--- Begin Data supplied ---

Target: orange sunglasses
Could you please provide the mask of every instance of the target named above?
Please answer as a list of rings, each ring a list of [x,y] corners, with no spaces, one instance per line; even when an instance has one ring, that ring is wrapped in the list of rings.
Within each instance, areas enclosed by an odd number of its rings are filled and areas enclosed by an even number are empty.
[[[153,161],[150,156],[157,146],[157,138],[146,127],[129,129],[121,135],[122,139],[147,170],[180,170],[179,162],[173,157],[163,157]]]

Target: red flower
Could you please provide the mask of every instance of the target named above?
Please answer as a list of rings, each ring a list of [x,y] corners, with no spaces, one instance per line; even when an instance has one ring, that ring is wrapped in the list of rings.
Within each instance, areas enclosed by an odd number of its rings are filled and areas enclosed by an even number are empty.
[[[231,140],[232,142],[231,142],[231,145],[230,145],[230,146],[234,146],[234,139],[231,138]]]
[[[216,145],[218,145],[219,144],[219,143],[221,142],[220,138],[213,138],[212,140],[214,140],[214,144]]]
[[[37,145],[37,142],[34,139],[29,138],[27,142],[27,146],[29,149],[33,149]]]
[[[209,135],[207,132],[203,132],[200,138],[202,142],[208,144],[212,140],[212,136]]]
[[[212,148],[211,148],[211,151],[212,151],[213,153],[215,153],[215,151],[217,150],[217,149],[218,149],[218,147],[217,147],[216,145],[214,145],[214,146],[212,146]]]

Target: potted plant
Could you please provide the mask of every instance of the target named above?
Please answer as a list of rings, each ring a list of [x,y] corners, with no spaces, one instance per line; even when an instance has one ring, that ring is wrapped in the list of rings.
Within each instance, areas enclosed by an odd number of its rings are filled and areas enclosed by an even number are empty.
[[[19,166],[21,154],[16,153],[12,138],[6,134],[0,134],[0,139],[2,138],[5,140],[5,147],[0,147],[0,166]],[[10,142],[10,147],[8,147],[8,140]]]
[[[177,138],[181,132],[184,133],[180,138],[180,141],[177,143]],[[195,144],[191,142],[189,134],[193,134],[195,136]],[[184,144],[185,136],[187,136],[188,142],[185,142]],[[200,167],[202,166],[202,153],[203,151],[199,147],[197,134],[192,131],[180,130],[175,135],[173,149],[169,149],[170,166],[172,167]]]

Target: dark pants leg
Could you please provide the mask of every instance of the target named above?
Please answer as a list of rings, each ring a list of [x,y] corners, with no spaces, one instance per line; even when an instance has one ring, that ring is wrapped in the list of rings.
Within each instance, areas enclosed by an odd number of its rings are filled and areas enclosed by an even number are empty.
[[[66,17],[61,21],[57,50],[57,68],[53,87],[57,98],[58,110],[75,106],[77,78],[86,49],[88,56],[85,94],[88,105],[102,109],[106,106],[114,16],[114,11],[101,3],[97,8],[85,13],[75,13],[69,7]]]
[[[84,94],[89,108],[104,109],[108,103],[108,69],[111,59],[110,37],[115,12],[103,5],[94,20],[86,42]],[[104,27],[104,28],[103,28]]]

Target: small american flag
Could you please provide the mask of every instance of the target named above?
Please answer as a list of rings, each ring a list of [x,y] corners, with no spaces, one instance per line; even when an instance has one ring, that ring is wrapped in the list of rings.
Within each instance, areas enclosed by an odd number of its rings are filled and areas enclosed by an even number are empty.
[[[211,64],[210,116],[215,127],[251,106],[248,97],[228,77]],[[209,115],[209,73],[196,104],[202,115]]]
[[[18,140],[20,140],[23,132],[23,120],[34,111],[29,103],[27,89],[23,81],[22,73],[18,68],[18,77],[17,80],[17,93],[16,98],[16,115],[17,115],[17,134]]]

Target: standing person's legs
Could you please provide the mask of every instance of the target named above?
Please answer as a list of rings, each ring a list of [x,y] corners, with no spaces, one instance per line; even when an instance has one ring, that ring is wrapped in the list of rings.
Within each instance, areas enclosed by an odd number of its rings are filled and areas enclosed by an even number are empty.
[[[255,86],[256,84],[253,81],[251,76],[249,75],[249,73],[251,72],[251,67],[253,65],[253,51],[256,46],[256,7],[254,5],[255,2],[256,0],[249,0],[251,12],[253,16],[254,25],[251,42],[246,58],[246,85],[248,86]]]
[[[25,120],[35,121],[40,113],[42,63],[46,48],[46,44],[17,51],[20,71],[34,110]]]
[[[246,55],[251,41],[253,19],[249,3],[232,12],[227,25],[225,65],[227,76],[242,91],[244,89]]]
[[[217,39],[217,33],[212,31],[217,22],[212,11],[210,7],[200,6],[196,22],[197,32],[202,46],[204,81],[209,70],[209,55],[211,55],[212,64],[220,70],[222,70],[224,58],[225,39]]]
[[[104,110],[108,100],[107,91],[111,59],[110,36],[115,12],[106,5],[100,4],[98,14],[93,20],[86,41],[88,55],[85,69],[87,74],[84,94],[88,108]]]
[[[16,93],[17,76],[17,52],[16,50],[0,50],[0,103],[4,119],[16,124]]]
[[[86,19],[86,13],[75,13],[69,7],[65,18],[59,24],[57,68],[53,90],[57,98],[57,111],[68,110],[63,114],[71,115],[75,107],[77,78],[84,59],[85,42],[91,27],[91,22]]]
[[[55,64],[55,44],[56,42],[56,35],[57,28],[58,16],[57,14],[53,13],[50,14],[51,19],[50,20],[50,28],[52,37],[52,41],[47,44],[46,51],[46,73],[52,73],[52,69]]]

--- End Data supplied ---

Print every line of the data above verbatim, from the first line to the last.

Target: orange sunglasses
Could you please provide the mask of every instance of the target named above?
Please answer as a list of rings, each ring a list of [x,y] corners, with no spaces, one instance per line; even when an instance has one ring, that ring is wrapped in the list of rings.
Within each instance, areas enclosed by an odd number of its rings are filled and areas enclosed by an even number are empty.
[[[153,161],[150,156],[157,146],[157,138],[146,127],[129,129],[121,135],[122,139],[147,170],[180,170],[179,162],[173,157],[163,157]]]

Target: red flower
Could you please provide the mask of every instance of the target named above?
Please answer as a list of rings, each ring a list of [x,y] corners, with no spaces, one instance per line; even when an instance has one ring, that ring is wrapped in the list of rings.
Within each instance, areas enclosed by an odd number of its rings are filled and areas enclosed by an even number are empty.
[[[231,140],[232,142],[231,142],[231,145],[230,145],[230,146],[234,146],[234,139],[231,138]]]
[[[216,145],[218,145],[219,144],[219,143],[221,142],[220,138],[213,138],[212,140],[214,140],[214,144]]]
[[[37,145],[37,142],[34,139],[29,138],[27,142],[27,146],[29,149],[33,149]]]
[[[209,135],[207,132],[203,132],[200,138],[202,142],[208,144],[212,140],[212,136]]]
[[[212,148],[211,148],[211,151],[212,151],[213,153],[215,153],[215,151],[217,150],[217,149],[218,149],[218,147],[217,147],[216,145],[214,145],[214,146],[212,146]]]

Target: potted plant
Could you please provide the mask of every instance of the target named above?
Please answer as a list of rings, each ring a list of [x,y] corners, with no spaces, one instance per line; even when an instance has one ring, that ring is wrapped in the list of rings.
Within each instance, areas enclosed by an odd number of its rings are filled and areas enclosed by an even number are empty.
[[[19,166],[21,154],[16,153],[12,138],[6,134],[0,134],[0,139],[2,138],[5,140],[5,147],[0,147],[0,166]],[[10,142],[10,147],[8,147],[8,140]]]
[[[177,138],[181,132],[184,133],[180,138],[180,141],[177,143]],[[195,144],[191,142],[189,134],[193,134],[195,136]],[[184,144],[185,136],[187,136],[188,142],[185,142]],[[200,167],[202,166],[202,153],[203,151],[199,147],[197,134],[192,131],[180,130],[175,135],[173,149],[169,149],[170,166],[172,167]]]

Target: dark pants leg
Could you please provide the mask of every instance of the target named above?
Please answer as a list of rings, each ring a list of [x,y] corners, with no spaces, one instance per line; even when an instance has one ring, that ring is wrapped in the list of rings.
Within each instance, areas enclosed by an odd number of its rings are filled and areas enclosed by an even number are empty.
[[[66,17],[61,21],[57,50],[57,68],[53,87],[57,98],[58,110],[75,106],[77,78],[86,49],[88,56],[85,94],[88,105],[102,109],[106,106],[114,16],[114,11],[101,3],[97,8],[85,13],[75,13],[69,7]]]
[[[84,94],[89,108],[104,109],[108,103],[108,69],[111,59],[110,37],[115,12],[103,5],[94,20],[86,42]],[[104,27],[104,28],[103,28]]]

Target: small american flag
Could you please provide the mask of every instance of the target named above?
Please answer as a list of rings, each ring a list of [x,y] corners, with no spaces, one instance per line; even when an instance has one ring, that ring is wrapped in the list of rings.
Within each instance, areas enclosed by an odd number of its rings are filled and areas enclosed by an even number are empty.
[[[211,64],[210,116],[215,127],[251,106],[248,97],[228,77]],[[209,115],[209,73],[196,104],[202,115]]]
[[[18,140],[20,140],[23,132],[23,120],[34,111],[29,103],[27,89],[23,81],[22,73],[18,68],[18,77],[17,80],[17,93],[16,98],[16,115],[17,115],[17,134]]]

Target: standing person's legs
Could you please provide the mask of every instance of the target named above?
Please answer as a list of rings, each ring a list of [x,y] corners, with no spaces, one instance per line; even when an instance has one ring, that ring is wrapped in the list of rings.
Within each instance, areas enclosed by an odd number of its rings are filled and areas enclosed by an even number are empty.
[[[255,86],[256,84],[253,81],[251,76],[249,75],[249,73],[251,72],[251,67],[253,65],[253,51],[256,46],[256,7],[254,5],[255,2],[256,0],[249,0],[251,12],[253,16],[254,25],[251,42],[246,58],[246,85],[248,86]]]
[[[25,120],[35,121],[40,113],[42,63],[46,48],[46,44],[17,51],[20,71],[34,110]]]
[[[246,55],[251,41],[253,19],[249,3],[232,12],[227,25],[225,65],[227,76],[242,91],[244,89]]]
[[[217,39],[217,33],[212,31],[217,22],[212,11],[210,7],[200,6],[196,22],[197,32],[202,46],[204,81],[209,70],[209,55],[211,55],[212,64],[220,70],[222,70],[224,58],[225,39]]]
[[[104,110],[108,100],[107,91],[111,59],[110,36],[115,12],[106,5],[100,4],[98,14],[93,20],[86,41],[88,55],[85,69],[87,74],[84,94],[88,108]]]
[[[16,93],[17,76],[17,52],[16,50],[0,50],[0,103],[4,119],[16,124]]]
[[[86,19],[86,13],[75,13],[69,7],[65,18],[59,24],[57,68],[53,90],[57,98],[57,111],[68,110],[63,114],[71,115],[75,107],[77,78],[84,59],[85,42],[91,27],[91,22]]]
[[[55,64],[55,44],[56,42],[56,35],[57,28],[58,16],[57,14],[53,13],[50,14],[51,19],[50,20],[50,28],[52,37],[52,41],[47,44],[46,51],[46,73],[52,73],[52,69]]]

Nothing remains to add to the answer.